WORK TO COMPLETE:
• a. Transcribe the stretch of the post about packing up a home from "From a geological" through "Summer Session (5/19-7/29/2008)".
• b. Go on with the post about moving house and the renovation project, picking up from where it stops.

EXTRACTED TEXT:
*-*-*

We would hire someone to pack our home for us except that a) it costs approximately $856,742 and b) I don't want other people "messing in my goodies." My mother is perhaps the queen of shooing others away from her goodies and has remarked that someone throwing away her belongings was the only unforgivable act in her eyes. As my mother's daughter, I can't imagine someone coming into our house and packing the nine Splenda packets in front of my keyboard to carry to our new home nor can I imagine someone else deciding they were disposable. Perhaps I should get my mother to pack my medicine cabinet, dishes and piles of knick-knacks since she is the one I can trust the most with all these treasures amongst trash.

The new house is basically done except that we have to put the bath fixtures back after the vinyl flooring was installed and call about two transition strips from the hardwood to vinyl downstairs. Our tentative plan is to move next week over Labor Day weekend. To be optimistic about it, I suppose moving gives an opportunity to take stock of one's life and decide what is really important or not, Splenda packets and all.

Oh, and it's not just you. Rich snickers every time my mother or I talk about messing in our goodies.

From a geological perspective this project has been really fast

Things that take less time than our 10+ week home renovation project.

  • Tidewater Community College's Summer Session (5/19-7/29/2008)
  • My parents' engagement (10/31-11/26/1967)

*-*-*

[Dataset entries]
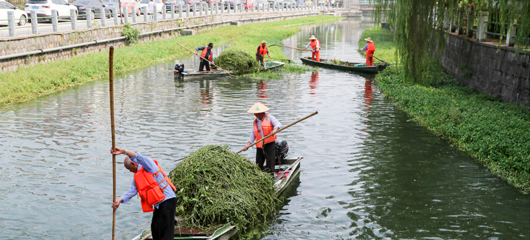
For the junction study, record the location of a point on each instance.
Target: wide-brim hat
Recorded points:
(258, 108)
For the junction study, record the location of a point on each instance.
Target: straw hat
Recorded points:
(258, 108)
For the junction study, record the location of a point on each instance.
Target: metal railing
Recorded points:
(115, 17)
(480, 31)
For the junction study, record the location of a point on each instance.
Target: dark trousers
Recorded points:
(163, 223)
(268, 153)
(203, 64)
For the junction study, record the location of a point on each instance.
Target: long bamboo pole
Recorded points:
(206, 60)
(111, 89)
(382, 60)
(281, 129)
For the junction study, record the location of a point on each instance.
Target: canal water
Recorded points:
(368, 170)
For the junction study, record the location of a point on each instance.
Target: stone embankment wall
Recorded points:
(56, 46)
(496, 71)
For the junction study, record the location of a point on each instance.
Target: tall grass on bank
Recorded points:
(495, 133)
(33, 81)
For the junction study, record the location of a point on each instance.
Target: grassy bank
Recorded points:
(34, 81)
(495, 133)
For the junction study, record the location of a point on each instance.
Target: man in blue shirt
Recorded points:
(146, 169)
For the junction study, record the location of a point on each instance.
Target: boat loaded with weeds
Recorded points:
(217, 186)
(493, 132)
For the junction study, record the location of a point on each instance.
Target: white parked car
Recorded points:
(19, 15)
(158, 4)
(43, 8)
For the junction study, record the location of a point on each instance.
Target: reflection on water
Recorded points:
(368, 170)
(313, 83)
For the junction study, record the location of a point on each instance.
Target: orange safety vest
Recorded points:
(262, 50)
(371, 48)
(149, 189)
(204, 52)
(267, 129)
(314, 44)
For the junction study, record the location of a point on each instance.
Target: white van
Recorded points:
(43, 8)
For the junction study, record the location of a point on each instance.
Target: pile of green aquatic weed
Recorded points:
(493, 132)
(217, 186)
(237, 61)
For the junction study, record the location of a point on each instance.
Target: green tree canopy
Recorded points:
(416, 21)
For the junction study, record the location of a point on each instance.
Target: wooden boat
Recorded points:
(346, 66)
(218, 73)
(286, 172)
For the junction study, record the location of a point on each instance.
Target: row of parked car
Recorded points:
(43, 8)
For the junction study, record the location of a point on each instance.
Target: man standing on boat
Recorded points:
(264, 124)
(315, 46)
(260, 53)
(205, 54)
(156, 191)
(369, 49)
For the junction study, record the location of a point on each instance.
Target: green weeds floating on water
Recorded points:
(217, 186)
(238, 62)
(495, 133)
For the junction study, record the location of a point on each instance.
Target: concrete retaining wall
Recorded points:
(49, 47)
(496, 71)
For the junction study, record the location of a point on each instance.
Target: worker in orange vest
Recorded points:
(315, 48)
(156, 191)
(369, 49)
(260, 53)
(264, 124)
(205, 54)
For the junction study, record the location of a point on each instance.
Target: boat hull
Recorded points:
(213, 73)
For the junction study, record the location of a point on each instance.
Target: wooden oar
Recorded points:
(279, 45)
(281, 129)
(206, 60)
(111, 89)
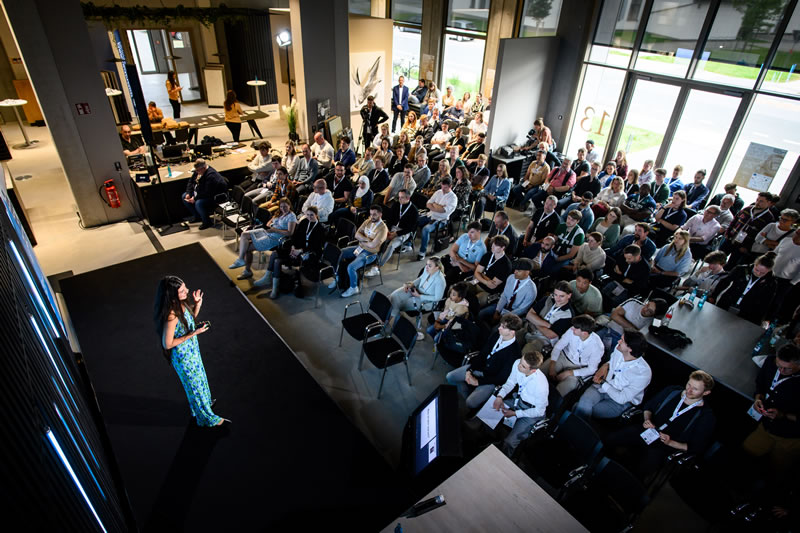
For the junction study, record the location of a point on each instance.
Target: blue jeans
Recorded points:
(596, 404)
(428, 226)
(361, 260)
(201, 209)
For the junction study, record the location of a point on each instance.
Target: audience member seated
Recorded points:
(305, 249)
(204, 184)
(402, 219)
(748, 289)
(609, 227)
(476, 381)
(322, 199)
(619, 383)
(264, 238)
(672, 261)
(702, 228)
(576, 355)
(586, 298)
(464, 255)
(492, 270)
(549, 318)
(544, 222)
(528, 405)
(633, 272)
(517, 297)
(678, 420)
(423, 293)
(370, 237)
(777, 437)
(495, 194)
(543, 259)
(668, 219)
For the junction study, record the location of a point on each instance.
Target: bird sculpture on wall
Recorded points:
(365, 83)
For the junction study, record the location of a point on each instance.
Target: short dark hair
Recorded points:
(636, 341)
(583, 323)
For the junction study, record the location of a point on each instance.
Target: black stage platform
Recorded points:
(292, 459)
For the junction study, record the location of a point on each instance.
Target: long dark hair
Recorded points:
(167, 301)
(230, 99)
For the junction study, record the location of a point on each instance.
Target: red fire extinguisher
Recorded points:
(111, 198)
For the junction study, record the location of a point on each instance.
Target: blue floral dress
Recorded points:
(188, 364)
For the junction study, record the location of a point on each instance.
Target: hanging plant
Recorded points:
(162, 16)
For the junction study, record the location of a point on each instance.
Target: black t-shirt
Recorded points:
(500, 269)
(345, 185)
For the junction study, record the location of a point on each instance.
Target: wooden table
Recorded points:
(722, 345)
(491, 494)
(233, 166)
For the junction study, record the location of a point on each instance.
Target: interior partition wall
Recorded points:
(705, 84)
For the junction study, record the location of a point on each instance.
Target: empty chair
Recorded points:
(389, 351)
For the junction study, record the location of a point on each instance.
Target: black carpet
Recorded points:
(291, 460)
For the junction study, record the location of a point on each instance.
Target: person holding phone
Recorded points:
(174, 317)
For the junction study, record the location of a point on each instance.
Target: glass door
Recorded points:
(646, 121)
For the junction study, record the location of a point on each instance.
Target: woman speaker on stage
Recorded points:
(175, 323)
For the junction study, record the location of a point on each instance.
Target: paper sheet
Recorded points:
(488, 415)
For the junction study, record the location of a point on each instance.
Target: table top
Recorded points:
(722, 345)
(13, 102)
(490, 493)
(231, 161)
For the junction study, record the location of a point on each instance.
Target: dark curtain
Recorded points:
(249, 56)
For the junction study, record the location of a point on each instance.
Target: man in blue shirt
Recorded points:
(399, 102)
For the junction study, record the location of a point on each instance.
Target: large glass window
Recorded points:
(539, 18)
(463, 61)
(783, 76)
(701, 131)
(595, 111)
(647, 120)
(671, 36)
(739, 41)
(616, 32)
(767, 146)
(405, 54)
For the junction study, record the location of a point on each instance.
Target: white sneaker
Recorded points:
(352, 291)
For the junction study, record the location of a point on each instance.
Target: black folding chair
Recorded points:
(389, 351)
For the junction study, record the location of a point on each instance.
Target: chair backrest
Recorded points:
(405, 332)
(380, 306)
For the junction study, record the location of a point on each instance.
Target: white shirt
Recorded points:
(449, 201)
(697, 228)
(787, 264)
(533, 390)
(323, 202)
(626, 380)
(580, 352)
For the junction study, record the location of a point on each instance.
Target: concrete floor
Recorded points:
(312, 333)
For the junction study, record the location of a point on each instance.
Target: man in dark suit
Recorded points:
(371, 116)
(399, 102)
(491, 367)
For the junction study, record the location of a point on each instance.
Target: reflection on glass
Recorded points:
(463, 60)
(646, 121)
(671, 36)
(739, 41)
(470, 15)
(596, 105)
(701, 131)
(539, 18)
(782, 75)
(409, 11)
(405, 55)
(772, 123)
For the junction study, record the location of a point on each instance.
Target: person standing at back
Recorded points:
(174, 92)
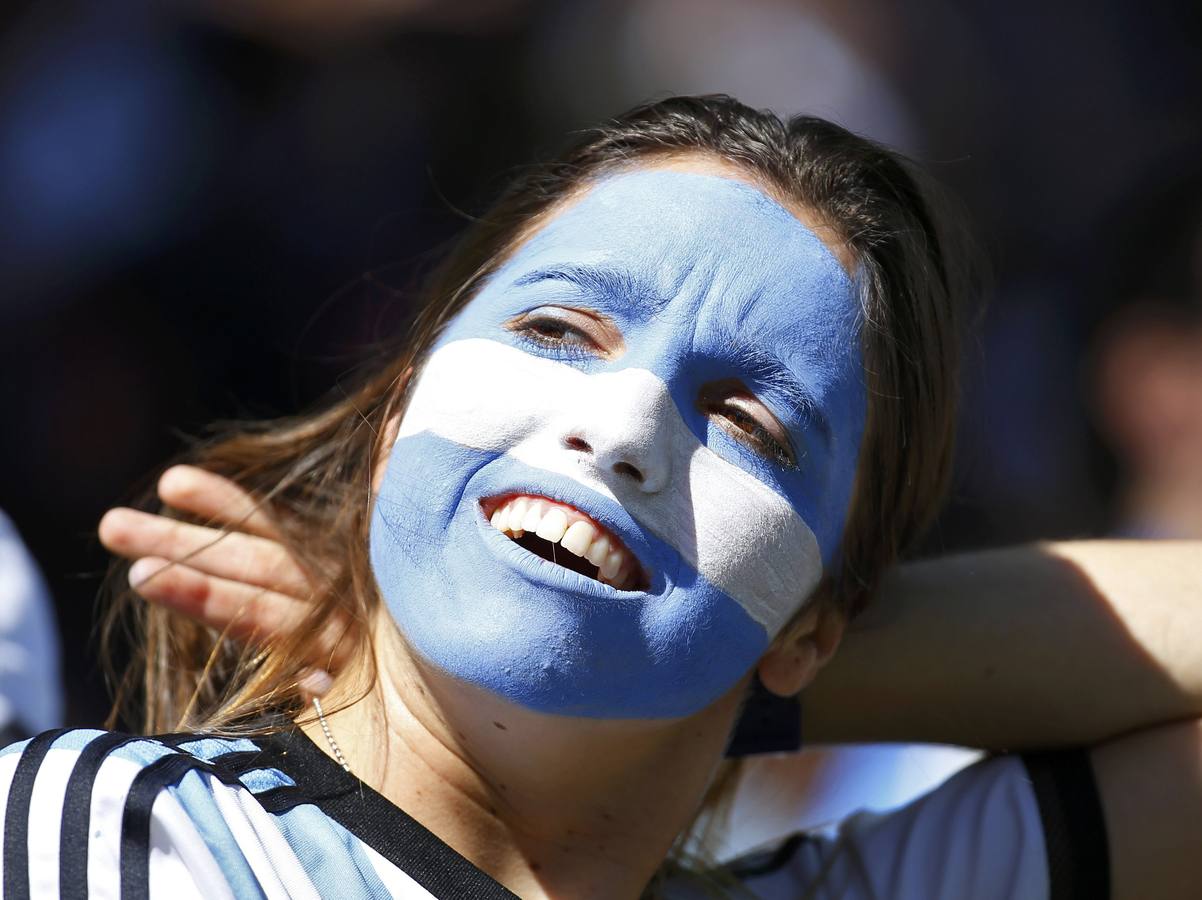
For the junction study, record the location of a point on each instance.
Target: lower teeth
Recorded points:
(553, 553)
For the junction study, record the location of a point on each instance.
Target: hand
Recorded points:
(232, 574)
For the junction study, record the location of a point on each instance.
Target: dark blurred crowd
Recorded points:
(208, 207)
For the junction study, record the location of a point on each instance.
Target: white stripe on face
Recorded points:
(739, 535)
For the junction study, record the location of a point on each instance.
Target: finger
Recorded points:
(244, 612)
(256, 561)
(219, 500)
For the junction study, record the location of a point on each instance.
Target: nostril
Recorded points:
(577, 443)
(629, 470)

*-*-*

SET OF ANSWERS:
• a.
From a geological perspective this project has been really fast

Things that take less time than our 10+ week home renovation project.

  • Tidewater Community College's Summer Session (5/19-7/29/2008)

• b.
  • Growing a new fingernail
  • Sailing around the world (~50 days at fastest pace)
  • Growing tomatoes from seedling to fruit 
  • The Neapolitan War (3/15-5/20/1815)
  • Typical American maternity leave
  • The Summer 2008 Olympic Games (8/6-8/24/2008)
  • The D-Day battles of World War II (6/6-8/25/1944)
  • The 2008 Tour de France (7/5-7/27/2008)

No, they're still not done.  I e-mailed the contractor a three page "punch list" of items left to be done on Sunday night.  He claims they will be done on Thursday but we don't believe him (they did absolutely no work on Monday).  We signed the paperwork (and paid our 30% deposit) on the evening of May 27, 2008 and the contract was supposed to be completed by July 25, 2008.

There were many things I thought I wouldn't be doing until after the house was finished.  First it was ALA (June 28), then BlogHer (July 18-19), then the conference I'm attending in New York this week.  Every time I've gone for a hair cut, doctor's appointment or to get my nails done I've thought, "the next time I'm here we'll be in the new house."  My hair is getting embarrassingly multi-colored, partially because I hoped I could report that our house is done for those two hours Joseph is coloring and cutting my coif.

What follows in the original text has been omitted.